Data listing ::
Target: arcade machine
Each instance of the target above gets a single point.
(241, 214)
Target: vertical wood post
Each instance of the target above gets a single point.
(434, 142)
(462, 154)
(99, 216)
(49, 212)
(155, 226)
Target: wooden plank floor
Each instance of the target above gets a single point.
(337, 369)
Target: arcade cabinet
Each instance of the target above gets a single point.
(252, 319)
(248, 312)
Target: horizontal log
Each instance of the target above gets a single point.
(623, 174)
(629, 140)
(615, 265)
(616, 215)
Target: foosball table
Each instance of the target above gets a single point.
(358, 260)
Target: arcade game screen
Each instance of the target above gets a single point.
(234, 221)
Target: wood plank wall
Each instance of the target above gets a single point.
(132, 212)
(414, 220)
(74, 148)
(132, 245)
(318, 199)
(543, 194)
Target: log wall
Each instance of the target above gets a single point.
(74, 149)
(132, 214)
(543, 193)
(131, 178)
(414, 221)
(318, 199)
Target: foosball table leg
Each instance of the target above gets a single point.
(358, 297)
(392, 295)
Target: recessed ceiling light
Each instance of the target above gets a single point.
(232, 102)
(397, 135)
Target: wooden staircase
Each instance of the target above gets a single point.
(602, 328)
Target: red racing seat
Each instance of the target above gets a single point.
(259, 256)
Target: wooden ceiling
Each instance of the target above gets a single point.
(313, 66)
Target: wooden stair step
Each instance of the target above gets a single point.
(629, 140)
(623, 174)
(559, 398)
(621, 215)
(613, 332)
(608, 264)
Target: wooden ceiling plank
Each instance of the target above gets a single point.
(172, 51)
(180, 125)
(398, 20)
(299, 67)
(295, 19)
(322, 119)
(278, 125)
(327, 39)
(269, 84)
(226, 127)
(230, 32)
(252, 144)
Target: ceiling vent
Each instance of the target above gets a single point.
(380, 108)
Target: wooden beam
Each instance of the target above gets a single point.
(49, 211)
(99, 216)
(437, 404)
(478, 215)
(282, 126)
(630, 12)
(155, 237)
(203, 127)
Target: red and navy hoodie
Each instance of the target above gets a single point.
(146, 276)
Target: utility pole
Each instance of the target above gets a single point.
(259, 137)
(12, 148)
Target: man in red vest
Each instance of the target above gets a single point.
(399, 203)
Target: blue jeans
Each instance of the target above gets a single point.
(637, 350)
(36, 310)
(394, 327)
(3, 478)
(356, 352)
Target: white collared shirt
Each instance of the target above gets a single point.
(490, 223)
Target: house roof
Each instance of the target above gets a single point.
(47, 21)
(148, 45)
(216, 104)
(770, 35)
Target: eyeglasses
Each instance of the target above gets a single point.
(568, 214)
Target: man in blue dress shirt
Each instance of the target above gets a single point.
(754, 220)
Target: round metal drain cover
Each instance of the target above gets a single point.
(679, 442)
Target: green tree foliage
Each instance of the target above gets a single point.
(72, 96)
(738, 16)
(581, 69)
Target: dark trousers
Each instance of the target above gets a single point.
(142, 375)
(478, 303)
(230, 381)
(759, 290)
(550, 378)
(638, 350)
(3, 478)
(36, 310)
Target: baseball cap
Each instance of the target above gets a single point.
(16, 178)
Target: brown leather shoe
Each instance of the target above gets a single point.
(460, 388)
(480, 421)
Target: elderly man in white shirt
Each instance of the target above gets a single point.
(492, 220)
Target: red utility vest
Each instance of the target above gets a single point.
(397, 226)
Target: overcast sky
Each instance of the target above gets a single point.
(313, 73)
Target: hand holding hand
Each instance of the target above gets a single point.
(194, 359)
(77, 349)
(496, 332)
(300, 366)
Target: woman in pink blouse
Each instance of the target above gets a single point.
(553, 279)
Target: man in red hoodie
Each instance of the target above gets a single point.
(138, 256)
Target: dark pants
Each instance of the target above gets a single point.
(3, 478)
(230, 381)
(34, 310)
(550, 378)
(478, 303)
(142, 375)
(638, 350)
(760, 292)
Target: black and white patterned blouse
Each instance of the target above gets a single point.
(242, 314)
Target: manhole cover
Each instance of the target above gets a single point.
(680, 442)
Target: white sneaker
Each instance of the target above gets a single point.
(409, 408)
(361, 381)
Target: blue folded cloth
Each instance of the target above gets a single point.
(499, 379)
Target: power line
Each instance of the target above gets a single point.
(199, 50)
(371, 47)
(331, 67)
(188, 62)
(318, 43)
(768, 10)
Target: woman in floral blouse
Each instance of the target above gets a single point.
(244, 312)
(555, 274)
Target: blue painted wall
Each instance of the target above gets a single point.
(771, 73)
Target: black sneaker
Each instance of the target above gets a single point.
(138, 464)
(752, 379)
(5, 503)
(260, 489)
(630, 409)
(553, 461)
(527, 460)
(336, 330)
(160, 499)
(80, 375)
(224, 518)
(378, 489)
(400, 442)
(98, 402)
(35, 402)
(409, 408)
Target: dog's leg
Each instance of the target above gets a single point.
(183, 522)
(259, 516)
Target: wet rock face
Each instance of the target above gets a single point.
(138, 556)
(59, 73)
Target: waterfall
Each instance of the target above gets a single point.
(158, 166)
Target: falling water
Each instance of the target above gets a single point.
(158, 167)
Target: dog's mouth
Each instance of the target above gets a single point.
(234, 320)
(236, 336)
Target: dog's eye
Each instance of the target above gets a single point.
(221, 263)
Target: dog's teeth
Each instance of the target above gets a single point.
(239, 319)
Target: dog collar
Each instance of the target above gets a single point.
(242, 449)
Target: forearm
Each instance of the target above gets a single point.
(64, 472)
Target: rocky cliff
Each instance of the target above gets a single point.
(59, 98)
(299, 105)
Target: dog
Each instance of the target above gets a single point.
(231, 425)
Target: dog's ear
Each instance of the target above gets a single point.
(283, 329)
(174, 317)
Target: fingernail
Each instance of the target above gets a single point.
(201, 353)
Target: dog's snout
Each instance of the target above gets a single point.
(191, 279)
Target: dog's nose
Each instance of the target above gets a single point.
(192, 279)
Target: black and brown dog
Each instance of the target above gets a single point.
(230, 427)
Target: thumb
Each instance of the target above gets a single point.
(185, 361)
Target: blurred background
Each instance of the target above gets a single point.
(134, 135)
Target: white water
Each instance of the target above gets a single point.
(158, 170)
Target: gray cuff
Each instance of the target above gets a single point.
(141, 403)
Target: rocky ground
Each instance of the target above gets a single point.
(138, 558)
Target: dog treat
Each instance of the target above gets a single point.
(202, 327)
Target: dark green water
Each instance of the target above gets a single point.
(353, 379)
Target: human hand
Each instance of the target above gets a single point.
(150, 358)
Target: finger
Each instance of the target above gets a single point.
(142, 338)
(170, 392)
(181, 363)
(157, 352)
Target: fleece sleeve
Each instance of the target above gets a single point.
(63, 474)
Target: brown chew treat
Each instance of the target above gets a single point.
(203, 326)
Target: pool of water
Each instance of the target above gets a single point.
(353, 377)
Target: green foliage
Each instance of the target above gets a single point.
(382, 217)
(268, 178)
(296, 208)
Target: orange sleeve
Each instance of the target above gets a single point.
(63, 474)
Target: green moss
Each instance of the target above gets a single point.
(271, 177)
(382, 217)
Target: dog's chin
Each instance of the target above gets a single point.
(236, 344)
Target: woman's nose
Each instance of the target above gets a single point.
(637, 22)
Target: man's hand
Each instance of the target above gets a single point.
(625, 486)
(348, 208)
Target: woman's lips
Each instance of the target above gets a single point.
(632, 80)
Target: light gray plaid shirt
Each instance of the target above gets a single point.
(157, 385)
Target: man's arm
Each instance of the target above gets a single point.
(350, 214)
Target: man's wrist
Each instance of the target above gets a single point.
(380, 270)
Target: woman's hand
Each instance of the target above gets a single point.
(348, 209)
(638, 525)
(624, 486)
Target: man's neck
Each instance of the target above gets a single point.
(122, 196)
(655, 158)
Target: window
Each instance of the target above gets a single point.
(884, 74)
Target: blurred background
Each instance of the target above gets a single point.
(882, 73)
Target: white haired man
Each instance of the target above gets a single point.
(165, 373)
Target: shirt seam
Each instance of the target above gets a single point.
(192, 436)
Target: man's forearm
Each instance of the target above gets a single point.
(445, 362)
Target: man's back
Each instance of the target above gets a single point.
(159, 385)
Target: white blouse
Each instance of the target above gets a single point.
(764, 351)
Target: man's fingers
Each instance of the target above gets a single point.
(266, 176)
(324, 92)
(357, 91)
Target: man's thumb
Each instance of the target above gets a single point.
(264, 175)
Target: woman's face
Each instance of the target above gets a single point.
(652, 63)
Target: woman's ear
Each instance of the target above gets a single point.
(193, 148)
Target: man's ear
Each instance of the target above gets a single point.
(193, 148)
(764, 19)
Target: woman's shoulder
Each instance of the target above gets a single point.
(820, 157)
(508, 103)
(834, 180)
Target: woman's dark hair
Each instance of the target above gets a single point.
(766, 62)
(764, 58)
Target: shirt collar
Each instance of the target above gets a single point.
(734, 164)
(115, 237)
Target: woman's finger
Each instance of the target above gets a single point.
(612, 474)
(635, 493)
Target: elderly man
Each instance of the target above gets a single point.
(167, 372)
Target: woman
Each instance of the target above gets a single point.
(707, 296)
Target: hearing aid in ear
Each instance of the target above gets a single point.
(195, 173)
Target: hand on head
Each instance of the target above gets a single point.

Exercise aim ::
Rewrite the stretch from the line containing "Target: man's ear" through the last line, putting "older man" in place of "elderly man" and leaving everything else unchanged.

Solution below ::
Target: man's ear
Each instance of the target above gets a single point.
(193, 148)
(764, 19)
Target: woman's shoulder
Each instance of the target above gets a single point.
(820, 157)
(508, 103)
(834, 180)
Target: woman's dark hair
Each instance of the target above gets a single point.
(766, 62)
(764, 58)
Target: shirt collar
Each instance of the target above gets a single point.
(734, 164)
(115, 237)
Target: woman's finger
Each instance of the target above gets a single point.
(612, 474)
(635, 493)
Target: older man
Each instance of the target above gets a single point.
(167, 372)
Target: woman
Each instance of the target above gets a single point.
(707, 296)
Target: hearing aid in ear
Each instance of the target above gets a single point.
(195, 173)
Target: hand on head
Each instance of the target above gets a single point.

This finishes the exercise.